According to Radio 100,7, the long-awaited trial will go ahead in “early 2019”. The radio was citing Henri Eppers, a spokesman for the justice administration. The three are accused of breaking data protection and privacy protection laws. They stem from the secret recording and sharing of an encrypted CD that allegedly contains a recording of a conversation about the so-called “Bommeleeër affair” between former prime minister Jean-Claude Juncker and the Grand Duke Henri. The CD had the codename “frisbee”.
The postponement of the trial was made necessary because Juncker will be called as a witness, and he said at the time that he could not find space in his schedule as president of the European Commission to attend court. Juncker’s five-year term as president will come to an end in the autumn of 2019--he has announced that he will not be seeking a second term after next May’s European Parliament elections.
The case could rest on whether Juncker, as prime minister and de facto head of the secret service, gave his authorization for the agents to spy on Srel IT technician Loris Mariotto. Juncker told a parliamentary enquiry into the mismanagement of the secret service that he had not given his authorization. The accused says they have evidence to the contrary, gathered from an illicit recording made by Mille using a microphone hidden in a now infamous wristwatch of a conversation with Juncker.
The complex story led to the threat of a vote of no confidence in Juncker and his then government in the summer of 2013. But rather than face the vote, Juncker dissolved parliament and called for snap elections. That resulted in his CSV party, despite winning most seats in parliament, being ousted by the current DP, LSAP, Green coalition.

(To do):
Repeat word for word everything in the article on the delayed secret service trial from "The case could" down to "LSAP, Green coalition.".

(Entries shown):
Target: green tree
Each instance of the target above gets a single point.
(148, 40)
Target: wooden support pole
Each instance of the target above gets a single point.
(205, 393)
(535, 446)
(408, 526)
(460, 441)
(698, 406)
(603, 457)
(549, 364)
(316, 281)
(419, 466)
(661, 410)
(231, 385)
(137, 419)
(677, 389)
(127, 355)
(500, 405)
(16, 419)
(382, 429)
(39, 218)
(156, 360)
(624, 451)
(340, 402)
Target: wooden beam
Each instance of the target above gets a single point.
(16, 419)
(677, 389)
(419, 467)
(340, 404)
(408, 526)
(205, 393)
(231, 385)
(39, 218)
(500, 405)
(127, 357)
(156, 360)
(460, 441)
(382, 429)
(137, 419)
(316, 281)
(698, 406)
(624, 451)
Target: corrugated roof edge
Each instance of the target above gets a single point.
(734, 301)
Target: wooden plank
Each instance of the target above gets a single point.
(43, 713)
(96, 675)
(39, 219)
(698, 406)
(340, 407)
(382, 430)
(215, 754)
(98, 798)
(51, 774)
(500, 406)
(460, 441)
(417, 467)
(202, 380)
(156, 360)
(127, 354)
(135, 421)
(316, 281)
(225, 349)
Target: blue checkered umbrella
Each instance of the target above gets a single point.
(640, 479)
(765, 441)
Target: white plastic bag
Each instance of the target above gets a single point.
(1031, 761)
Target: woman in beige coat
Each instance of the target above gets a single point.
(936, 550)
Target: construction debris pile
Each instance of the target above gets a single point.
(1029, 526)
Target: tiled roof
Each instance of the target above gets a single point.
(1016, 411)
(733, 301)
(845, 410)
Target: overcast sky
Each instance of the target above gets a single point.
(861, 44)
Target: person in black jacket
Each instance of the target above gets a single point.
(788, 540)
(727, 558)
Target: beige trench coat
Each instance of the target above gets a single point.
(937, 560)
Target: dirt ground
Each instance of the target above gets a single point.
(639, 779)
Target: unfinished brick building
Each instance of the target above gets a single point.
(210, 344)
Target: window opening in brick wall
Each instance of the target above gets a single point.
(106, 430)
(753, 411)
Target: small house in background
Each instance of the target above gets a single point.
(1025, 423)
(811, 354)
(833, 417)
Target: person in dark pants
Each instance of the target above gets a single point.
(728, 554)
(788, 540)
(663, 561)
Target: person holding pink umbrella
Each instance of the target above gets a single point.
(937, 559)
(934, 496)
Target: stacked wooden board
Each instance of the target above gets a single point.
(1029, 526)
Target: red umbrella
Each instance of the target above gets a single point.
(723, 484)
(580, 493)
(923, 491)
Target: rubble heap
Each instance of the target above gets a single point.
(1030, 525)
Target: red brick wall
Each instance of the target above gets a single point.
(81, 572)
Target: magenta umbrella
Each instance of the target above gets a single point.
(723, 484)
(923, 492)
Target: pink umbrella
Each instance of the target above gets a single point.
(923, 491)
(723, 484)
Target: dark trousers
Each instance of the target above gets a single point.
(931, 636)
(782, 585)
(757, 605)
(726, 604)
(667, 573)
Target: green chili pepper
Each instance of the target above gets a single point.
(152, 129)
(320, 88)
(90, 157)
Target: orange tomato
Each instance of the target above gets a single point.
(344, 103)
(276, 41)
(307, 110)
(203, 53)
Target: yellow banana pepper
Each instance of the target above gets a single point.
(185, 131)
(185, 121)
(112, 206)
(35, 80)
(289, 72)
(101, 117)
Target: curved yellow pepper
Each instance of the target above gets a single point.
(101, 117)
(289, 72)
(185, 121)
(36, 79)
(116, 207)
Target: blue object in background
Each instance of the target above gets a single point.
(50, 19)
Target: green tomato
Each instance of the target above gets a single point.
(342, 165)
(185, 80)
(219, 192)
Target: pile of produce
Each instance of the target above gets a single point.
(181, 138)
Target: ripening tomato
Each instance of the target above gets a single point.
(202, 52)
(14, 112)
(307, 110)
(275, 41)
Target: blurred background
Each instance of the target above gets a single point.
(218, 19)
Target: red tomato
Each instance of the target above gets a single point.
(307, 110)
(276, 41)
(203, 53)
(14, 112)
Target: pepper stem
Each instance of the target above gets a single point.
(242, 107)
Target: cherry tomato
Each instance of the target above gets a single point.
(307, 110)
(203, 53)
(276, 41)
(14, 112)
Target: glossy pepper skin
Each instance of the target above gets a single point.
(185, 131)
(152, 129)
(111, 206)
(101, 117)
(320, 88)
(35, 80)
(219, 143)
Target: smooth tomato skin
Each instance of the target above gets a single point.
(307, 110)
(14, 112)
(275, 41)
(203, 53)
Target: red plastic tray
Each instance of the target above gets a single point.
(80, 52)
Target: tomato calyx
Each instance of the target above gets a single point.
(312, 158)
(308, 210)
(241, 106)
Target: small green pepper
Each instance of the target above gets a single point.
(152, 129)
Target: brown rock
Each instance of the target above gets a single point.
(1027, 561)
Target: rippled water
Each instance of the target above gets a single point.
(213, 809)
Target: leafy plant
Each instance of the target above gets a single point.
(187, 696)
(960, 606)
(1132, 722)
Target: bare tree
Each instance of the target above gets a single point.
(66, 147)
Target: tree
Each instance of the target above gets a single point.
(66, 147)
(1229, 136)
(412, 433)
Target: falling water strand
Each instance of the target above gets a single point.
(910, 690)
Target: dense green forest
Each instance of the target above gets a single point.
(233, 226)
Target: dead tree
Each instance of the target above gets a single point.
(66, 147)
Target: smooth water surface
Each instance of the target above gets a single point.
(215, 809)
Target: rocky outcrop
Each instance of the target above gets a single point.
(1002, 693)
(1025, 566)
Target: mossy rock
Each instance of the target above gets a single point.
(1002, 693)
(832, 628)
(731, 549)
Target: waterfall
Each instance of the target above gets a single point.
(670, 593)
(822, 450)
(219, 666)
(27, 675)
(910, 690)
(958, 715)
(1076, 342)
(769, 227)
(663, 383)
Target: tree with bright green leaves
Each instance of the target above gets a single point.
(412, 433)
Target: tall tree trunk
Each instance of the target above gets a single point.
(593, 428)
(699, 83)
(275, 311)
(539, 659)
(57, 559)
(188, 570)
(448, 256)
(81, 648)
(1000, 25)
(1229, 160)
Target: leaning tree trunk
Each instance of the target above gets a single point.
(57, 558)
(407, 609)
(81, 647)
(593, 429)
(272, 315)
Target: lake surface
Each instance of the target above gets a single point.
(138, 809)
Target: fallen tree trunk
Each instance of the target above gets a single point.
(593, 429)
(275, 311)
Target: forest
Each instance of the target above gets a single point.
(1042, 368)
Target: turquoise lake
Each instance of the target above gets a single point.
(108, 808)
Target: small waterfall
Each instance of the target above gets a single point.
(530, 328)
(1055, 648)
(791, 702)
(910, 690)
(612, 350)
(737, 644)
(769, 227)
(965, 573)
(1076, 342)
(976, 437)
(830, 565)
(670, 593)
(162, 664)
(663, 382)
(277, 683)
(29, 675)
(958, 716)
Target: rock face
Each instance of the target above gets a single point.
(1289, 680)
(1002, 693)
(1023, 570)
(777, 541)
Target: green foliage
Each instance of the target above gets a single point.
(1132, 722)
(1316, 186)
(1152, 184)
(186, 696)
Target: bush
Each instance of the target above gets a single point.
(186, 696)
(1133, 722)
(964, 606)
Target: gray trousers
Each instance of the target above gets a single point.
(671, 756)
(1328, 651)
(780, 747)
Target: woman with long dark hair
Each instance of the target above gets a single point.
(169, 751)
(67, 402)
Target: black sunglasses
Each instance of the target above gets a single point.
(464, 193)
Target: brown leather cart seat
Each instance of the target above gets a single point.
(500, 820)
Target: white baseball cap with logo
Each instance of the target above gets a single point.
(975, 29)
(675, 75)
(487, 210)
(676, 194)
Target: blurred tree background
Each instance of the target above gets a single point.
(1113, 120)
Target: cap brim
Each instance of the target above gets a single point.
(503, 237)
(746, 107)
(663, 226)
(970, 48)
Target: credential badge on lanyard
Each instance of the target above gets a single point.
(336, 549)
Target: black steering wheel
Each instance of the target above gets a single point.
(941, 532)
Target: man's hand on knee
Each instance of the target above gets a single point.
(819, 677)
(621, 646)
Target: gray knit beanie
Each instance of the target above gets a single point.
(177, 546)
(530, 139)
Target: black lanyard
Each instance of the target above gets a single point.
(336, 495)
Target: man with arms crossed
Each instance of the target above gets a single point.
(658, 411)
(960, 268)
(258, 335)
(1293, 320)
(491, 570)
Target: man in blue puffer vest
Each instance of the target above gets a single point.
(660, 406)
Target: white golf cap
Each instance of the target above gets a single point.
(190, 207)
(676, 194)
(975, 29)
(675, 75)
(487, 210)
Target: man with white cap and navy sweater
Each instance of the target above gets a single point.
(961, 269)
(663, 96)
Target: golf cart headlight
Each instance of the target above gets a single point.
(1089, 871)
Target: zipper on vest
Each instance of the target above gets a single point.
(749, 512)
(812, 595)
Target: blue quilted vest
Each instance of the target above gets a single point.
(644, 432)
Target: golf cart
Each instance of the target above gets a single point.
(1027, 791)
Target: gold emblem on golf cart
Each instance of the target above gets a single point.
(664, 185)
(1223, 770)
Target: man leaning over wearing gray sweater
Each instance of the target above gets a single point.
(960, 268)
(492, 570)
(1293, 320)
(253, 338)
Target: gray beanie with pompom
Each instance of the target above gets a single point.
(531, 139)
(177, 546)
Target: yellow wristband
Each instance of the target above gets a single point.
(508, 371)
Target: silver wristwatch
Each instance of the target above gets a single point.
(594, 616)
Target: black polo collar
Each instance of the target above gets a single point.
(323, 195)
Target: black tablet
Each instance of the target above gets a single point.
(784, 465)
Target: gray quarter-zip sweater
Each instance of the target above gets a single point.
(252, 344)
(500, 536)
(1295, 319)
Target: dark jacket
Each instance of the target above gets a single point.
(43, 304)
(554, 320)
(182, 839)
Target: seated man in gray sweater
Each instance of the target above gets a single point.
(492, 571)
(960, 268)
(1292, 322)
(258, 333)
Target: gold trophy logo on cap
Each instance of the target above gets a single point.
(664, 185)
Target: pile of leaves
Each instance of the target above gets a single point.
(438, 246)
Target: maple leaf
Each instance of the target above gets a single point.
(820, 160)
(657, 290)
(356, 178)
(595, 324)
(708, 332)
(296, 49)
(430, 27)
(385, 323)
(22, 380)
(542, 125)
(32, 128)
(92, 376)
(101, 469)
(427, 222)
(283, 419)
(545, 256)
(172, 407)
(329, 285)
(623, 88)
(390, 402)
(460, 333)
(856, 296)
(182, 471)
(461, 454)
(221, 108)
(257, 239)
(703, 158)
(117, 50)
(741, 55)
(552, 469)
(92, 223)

(Completed exercise):
The case could rest on whether Juncker, as prime minister and de facto head of the secret service, gave his authorization for the agents to spy on Srel IT technician Loris Mariotto. Juncker told a parliamentary enquiry into the mismanagement of the secret service that he had not given his authorization. The accused says they have evidence to the contrary, gathered from an illicit recording made by Mille using a microphone hidden in a now infamous wristwatch of a conversation with Juncker.
The complex story led to the threat of a vote of no confidence in Juncker and his then government in the summer of 2013. But rather than face the vote, Juncker dissolved parliament and called for snap elections. That resulted in his CSV party, despite winning most seats in parliament, being ousted by the current DP, LSAP, Green coalition.